**WHAT YOU HAVE TO DO**
According to the article on US sectoral flows, how long is the lag before a change in the fiscal flow rate affects asset markets?

**SOURCE PASSAGE**
The White House, Fed, Inflation, And Flow Of Funds For December 2022

Economic crisis that will affect the world grow of inflation and fuel price

Leonid Sorokin

The purpose of this article is to examine the USA sectoral flows for November 2022 and assess the likely impact on markets as we advance into December. This is pertinent, as a change in the fiscal flow rate has an approximately one-month-lagged impact on asset markets and is a useful investment forecasting tool. Other macro-fiscal flows can point to events many months ahead or even years ahead.

The table below shows the sectoral balances for the USA and is produced from the national accounts.

US sectoral Balances 12-2022

US Treasury and Author Calculations

From the table, one can see that the $279+ billion private sector injection of funds came from a $248 billion injection of funds from the federal government, plus a stronger $115+ billion of credit creation from commercial banks and less the -$83+ billion that flowed out of the private domestic sector and into foreign bank accounts at the Fed in return for imported goods and services. The acceleration and rate of acceleration numbers are strong and positive as well.

The chart below shows the above data plotted in nominal terms. A trend line has been added to give an idea of the broad direction, which is downwards for both the private domestic sector (where asset markets are located) and the SPX. The calculation is Federal government spending (G) plus the external sector (X and normally a negative factor) to leave that amount of money left to the private domestic sector (P) by accounting identity true by definition.

[Natural-language descriptions of regions]
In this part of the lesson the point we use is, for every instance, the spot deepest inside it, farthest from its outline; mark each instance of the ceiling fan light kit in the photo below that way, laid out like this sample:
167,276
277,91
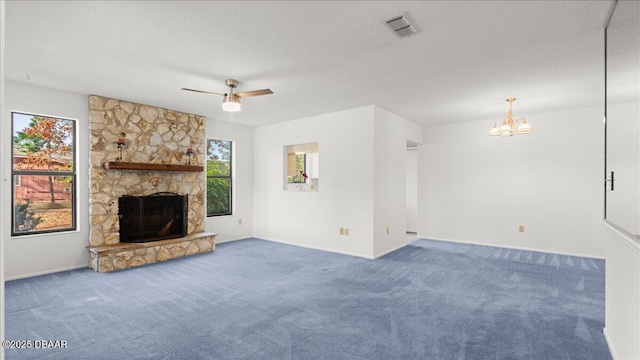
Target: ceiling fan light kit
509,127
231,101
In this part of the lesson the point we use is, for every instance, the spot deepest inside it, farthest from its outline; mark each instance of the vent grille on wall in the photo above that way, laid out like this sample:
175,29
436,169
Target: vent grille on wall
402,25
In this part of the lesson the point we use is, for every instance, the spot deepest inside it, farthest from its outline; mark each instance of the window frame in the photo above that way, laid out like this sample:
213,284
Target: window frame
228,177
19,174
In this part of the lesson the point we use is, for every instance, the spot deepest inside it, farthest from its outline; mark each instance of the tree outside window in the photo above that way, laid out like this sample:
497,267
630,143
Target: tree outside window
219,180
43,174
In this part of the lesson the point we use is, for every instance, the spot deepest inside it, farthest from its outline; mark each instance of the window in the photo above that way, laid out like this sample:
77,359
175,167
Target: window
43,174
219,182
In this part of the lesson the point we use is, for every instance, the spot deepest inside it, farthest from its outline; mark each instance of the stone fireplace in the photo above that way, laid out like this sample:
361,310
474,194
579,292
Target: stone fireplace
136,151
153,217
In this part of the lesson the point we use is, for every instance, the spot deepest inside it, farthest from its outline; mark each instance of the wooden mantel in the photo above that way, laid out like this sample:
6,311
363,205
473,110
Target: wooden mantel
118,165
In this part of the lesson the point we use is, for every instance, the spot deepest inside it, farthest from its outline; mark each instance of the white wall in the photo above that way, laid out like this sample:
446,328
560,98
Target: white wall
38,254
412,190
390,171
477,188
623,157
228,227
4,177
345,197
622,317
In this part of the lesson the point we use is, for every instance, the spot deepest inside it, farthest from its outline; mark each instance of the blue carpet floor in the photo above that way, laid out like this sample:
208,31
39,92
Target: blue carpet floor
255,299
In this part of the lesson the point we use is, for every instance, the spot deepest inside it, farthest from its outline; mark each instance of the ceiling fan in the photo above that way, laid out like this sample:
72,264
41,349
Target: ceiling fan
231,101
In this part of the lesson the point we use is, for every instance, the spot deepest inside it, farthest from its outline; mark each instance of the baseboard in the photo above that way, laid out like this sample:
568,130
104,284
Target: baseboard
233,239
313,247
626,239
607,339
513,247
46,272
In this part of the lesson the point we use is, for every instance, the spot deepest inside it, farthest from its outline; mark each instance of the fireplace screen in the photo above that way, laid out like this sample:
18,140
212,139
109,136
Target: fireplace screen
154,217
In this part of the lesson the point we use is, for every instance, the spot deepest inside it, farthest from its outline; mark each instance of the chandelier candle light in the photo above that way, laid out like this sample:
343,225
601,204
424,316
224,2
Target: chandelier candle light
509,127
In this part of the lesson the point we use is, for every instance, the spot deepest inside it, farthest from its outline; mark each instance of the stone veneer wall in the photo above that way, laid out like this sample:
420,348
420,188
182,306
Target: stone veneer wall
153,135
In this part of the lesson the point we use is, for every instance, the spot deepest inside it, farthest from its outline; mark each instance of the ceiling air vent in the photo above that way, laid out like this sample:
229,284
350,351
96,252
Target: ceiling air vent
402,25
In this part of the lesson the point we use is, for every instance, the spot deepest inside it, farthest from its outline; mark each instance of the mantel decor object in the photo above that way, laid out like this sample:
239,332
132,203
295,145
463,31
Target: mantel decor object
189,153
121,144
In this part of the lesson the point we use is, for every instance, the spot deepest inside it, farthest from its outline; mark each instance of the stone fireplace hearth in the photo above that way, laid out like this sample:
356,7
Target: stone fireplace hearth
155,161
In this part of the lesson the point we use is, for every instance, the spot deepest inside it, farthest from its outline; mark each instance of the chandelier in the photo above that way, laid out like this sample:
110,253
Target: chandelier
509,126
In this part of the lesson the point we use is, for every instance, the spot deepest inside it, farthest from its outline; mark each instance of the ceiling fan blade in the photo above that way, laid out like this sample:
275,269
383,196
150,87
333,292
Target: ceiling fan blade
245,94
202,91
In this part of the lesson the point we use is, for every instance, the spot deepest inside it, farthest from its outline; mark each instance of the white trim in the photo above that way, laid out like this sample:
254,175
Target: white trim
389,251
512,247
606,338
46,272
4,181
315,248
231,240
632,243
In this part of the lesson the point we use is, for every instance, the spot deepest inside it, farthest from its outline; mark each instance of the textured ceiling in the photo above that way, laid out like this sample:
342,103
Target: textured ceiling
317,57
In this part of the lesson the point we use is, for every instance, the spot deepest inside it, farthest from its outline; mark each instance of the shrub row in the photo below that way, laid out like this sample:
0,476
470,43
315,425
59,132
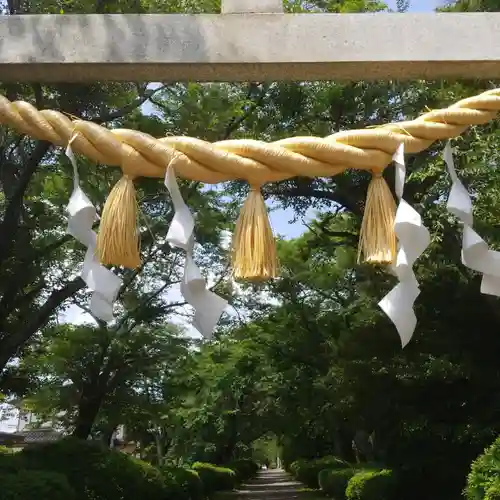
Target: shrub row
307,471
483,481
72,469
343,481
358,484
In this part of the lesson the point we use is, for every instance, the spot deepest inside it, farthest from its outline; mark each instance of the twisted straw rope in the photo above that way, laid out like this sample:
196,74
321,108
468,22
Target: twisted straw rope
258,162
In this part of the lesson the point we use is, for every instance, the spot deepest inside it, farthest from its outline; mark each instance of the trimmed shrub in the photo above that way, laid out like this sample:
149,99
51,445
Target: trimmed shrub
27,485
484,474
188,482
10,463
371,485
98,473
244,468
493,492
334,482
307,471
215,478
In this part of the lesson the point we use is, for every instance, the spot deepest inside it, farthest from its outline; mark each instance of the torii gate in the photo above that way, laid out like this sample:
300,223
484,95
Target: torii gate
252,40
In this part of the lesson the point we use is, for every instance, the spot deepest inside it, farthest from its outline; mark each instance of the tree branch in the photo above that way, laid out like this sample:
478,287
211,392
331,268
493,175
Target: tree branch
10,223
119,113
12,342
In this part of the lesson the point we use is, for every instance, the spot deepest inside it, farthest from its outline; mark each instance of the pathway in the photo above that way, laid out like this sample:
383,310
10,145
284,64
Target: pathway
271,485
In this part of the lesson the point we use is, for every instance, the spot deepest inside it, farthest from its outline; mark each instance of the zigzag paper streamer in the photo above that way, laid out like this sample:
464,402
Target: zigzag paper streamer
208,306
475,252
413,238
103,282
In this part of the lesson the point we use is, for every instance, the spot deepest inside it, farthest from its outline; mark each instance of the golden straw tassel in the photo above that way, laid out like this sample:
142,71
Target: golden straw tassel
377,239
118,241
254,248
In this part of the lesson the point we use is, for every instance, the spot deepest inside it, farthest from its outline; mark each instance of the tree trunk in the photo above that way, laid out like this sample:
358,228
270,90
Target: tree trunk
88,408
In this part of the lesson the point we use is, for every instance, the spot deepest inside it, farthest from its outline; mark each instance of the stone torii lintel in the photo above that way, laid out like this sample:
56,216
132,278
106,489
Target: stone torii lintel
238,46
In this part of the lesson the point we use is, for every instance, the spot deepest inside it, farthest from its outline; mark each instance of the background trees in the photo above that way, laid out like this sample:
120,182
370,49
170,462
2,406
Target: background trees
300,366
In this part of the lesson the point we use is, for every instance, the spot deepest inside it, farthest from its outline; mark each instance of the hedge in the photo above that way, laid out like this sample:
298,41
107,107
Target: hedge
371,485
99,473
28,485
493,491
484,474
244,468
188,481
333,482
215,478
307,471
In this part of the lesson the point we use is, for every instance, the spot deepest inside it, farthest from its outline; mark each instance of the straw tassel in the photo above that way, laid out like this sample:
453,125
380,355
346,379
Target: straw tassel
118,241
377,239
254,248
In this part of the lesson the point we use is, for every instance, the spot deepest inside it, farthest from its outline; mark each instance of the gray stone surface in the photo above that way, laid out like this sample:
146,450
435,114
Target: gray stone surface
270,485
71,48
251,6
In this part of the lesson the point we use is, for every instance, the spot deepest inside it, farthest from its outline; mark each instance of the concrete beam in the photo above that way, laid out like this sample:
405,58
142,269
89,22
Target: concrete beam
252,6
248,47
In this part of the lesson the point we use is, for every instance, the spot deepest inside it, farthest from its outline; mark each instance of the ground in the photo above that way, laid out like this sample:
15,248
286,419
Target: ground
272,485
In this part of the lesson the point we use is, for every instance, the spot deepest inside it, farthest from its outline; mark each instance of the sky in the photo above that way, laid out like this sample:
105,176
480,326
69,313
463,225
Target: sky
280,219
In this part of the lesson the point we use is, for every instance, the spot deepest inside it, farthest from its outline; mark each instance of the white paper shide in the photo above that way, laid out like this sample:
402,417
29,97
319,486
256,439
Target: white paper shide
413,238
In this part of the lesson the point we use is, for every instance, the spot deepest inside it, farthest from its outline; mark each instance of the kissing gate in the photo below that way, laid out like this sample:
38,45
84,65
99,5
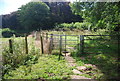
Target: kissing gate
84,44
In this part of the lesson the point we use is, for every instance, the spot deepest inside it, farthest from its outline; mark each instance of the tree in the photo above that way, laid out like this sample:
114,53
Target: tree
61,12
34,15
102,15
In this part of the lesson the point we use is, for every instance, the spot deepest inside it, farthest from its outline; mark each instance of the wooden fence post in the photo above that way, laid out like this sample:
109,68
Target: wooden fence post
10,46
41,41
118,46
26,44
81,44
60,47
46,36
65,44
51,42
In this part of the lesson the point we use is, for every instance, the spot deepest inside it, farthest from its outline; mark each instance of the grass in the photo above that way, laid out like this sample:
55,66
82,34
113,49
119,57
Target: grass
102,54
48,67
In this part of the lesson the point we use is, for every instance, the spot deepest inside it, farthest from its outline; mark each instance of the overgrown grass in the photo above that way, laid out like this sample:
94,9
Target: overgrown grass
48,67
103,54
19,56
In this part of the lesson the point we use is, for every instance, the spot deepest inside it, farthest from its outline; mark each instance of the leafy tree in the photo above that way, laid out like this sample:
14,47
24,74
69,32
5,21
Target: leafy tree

**REPLY**
Approximately one month.